-- Excerpted passage --
::::::

Before me is the Motion of Durham Commercial Capital Corp. ("Durham") for Allowance and Payment of Administrative Expense Claim Pursuant to 11 U.S.C. § 503(b)(1)(A) (the "Motion") and the Objections of Dryden Advisory Group, LLC ("Dryden"), Beneficial Mutual Savings Bank ("Beneficial"), and Citibank, N.A. ("Citibank").1

I. BACKGROUND

In my July 29, 2015 Opinion, I ruled that a factoring agreement ("the Amended Factoring Agreement") entered into between Dryden and Durham before Dryden filed its Chapter 11 petition was a true sale of certain accounts receivable. Previously, I had authorized Dryden to use cash collateral, unaware that Durham, which held an interest in some accounts, had not been given notice of Dryden's motion. When the final cash collateral order was entered, I reserved judgment on the ownership of the disputed accounts. Following an evidentiary hearing, I held that certain factored accounts collected by Dryden post-petition were not property of the estate. Beneficial has repeatedly asserted that, other than the two accounts it agreed could be factored, all factored accounts sold to Durham are subject to its prior liens. Citibank argues that it has a first lien in all accounts, that its lien was subordinated to Beneficial, but that its interest remains superior to that of Durham. All parties agree that I do not have jurisdiction to decide the priority of the various interests in the accounts sold to Durham pre-petition.

On September 2, 2015, Durham filed the Motion in which it argued that the receivables it purchased pre-petition that Dryden diverted for its own use after the petition was filed should be allowed and paid as an administrative expense under 11 U.S.C. § 503(b)(1)(A). It is undisputed that after Dryden filed its petition, it collected $115,547.11 in accounts that had been sold to Durham.

Dryden would not have "survived" without the use of its accounts, Durham argues. Thus, Durham should be granted an administrative claim for their value.2 Dryden, Beneficial, and Citibank have objected to the Motion. For the reasons set forth below, the Motion will be denied.

::::::

-- Objective A --
Find every line in the records below that contains the string "hair", and copy each of those lines in full. Treat uppercase and lowercase letters as different.

Data items:
::::::

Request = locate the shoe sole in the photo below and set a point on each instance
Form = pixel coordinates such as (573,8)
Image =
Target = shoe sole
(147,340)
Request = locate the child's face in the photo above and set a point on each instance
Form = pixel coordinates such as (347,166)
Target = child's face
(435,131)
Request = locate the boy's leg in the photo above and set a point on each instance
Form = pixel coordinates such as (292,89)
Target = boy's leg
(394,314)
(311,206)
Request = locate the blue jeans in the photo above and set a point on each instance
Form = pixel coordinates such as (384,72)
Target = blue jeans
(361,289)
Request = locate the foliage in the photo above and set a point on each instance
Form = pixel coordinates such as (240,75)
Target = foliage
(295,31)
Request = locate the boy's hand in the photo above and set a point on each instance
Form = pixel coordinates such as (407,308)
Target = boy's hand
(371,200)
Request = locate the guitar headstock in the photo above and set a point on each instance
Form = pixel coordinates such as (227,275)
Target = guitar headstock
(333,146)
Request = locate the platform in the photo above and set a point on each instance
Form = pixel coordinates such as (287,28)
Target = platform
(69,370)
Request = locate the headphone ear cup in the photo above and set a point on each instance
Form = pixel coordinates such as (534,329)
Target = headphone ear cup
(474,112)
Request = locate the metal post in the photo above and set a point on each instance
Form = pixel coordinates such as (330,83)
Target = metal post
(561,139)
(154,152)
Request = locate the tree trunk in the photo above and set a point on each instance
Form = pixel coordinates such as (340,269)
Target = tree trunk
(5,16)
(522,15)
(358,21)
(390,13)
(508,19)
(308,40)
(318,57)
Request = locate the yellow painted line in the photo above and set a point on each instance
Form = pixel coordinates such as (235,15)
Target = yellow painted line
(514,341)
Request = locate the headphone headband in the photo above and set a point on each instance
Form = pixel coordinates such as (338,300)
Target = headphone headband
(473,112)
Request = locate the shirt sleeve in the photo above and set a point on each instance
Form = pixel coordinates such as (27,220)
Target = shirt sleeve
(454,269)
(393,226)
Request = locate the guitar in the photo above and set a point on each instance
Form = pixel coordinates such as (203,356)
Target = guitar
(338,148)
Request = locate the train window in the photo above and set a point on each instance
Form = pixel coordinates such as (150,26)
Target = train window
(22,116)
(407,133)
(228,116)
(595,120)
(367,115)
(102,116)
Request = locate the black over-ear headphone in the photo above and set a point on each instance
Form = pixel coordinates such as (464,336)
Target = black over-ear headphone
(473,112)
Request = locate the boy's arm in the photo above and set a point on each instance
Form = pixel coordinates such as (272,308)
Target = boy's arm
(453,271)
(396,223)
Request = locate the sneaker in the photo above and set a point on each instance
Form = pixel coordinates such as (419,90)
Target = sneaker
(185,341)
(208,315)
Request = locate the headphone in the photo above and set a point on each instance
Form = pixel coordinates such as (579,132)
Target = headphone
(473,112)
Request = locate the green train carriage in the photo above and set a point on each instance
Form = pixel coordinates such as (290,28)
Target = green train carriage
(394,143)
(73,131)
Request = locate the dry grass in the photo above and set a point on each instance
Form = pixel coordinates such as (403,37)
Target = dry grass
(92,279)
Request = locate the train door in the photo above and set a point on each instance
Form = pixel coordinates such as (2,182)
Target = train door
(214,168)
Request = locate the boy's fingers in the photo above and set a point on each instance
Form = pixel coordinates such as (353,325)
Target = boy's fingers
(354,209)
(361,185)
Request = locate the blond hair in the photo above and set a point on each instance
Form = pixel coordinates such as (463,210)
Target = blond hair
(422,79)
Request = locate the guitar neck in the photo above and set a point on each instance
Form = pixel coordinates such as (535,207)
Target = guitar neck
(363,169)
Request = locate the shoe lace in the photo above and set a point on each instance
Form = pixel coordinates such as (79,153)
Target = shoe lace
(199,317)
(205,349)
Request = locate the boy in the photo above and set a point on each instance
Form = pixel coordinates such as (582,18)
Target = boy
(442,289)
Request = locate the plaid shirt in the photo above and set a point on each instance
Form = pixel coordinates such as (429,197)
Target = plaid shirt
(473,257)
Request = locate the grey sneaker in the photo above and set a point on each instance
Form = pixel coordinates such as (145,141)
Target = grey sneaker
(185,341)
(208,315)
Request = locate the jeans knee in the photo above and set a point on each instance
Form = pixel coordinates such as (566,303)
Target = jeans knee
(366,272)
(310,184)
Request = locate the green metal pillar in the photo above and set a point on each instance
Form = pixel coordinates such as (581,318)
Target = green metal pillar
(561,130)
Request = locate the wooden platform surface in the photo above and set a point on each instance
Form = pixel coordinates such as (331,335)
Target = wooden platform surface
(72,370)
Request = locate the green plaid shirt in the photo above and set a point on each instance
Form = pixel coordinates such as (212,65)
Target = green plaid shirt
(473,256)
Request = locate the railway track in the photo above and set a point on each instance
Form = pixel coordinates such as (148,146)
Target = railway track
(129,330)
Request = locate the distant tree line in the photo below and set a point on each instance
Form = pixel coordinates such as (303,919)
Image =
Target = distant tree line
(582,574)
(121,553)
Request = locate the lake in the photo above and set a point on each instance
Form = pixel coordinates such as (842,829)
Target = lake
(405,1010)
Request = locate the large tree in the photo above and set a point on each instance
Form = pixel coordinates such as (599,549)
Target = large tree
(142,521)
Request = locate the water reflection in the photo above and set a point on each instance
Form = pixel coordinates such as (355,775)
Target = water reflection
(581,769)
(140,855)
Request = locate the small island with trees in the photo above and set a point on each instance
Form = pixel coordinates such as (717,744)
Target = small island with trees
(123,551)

::::::

-- Objective B --
Reproduce word for word the part of the court opinion that opens with the words containing "Dryden would not" and closes with "will be denied.".

-- Response A --
Request = locate the blond hair in the photo above and set a point on each instance
Target = blond hair

-- Response B --
Dryden would not have "survived" without the use of its accounts, Durham argues. Thus, Durham should be granted an administrative claim for their value.2 Dryden, Beneficial, and Citibank have objected to the Motion. For the reasons set forth below, the Motion will be denied.